> _任务要求 1_: 把记录中含有字符串“building”的每一行都收集起来,逐行抄出。

题目地址
看到这题目就不想做了系列,出题人是不是都不知道杜教筛是什么东西啊,他家杜教筛可以预处理优化到\(O(n^\frac{2}{3})\)
先吓唬你一下,我们要求:
\[\sum_{i=1}^n\sum_{j=1}^m\sum_{k=1}^p\gcd(i\cdot j,i\cdot k,j\cdot k)\times \gcd(i,j,k)\times \left(\frac{\gcd(i,j)}{\gcd(i,k)\times \gcd(j,k)}+\frac{\gcd(i,k)}{\gcd(i,j)\times \gcd(j,k)}+\frac{\gcd(j,k)}{\gcd(i,j)\times \gcd(i,k)}\right)\]
我们令\(x = gcd(i, j), y = gcd(i, k), z = gcd(j, k)\)
于是我们有:
\[\sum_{i=1}^n\sum_{j=1}^m\sum_{k=1}^p\gcd(i\cdot j,i\cdot k,j\cdot k)\times \gcd(i,j,k)\times \left(\frac{x}{y\times z}+\frac{y}{x\times z}+\frac{z}{x\times y}\right)\]
\[\sum_{i=1}^n\sum_{j=1}^m\sum_{k=1}^p\gcd(i\cdot j,i\cdot k,j\cdot k)\times \gcd(i,j,k) \times \frac{x ^ 2 + y ^ 2 + z ^ 2}{x \times y \times z}\]
展开第一陀恶心人的柿子,可以得到:
\[gcd(i\cdot j,i\cdot k,j\cdot k) = \frac{x \times y\times z}{gcd(i, j, k)}\]
(证明可以通过唯一分解定理展开)

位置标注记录

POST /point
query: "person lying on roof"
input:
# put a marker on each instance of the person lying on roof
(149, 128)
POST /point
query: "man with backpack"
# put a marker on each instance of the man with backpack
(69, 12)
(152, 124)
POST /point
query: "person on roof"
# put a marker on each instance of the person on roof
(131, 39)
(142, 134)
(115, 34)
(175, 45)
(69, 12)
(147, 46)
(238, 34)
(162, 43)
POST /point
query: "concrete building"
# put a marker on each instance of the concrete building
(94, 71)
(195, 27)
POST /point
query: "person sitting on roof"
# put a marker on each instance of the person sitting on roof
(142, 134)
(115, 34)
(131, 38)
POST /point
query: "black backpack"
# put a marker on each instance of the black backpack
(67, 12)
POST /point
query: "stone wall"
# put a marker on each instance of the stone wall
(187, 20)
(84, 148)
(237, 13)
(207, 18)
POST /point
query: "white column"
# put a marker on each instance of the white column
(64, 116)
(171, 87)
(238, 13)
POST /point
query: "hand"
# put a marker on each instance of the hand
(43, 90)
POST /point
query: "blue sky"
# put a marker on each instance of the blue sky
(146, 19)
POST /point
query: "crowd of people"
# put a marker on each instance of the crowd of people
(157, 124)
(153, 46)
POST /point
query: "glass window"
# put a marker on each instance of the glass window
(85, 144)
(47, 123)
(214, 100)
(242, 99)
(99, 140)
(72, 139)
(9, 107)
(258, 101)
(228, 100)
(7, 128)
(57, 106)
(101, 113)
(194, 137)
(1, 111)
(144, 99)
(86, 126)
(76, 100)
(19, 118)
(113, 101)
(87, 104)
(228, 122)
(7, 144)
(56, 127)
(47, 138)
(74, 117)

> _任务要求 2_:
根据上面讲最大公约数求和的节选原文,回答下列问题:
(a) 文中说杜教筛可以预处理优化到什么复杂度?
(b) 文中令 x、y、z 分别等于什么?
(c) 文中说 gcd(i·j, i·k, j·k) 那个等式可以通过什么定理展开证明?

> _输出结果 1_:
query: "concrete building"
# put a marker on each instance of the concrete building

> _输出结果 2_:
(a) O(n^(2/3))
(b) x = gcd(i, j),y = gcd(i, k),z = gcd(j, k)
(c) 唯一分解定理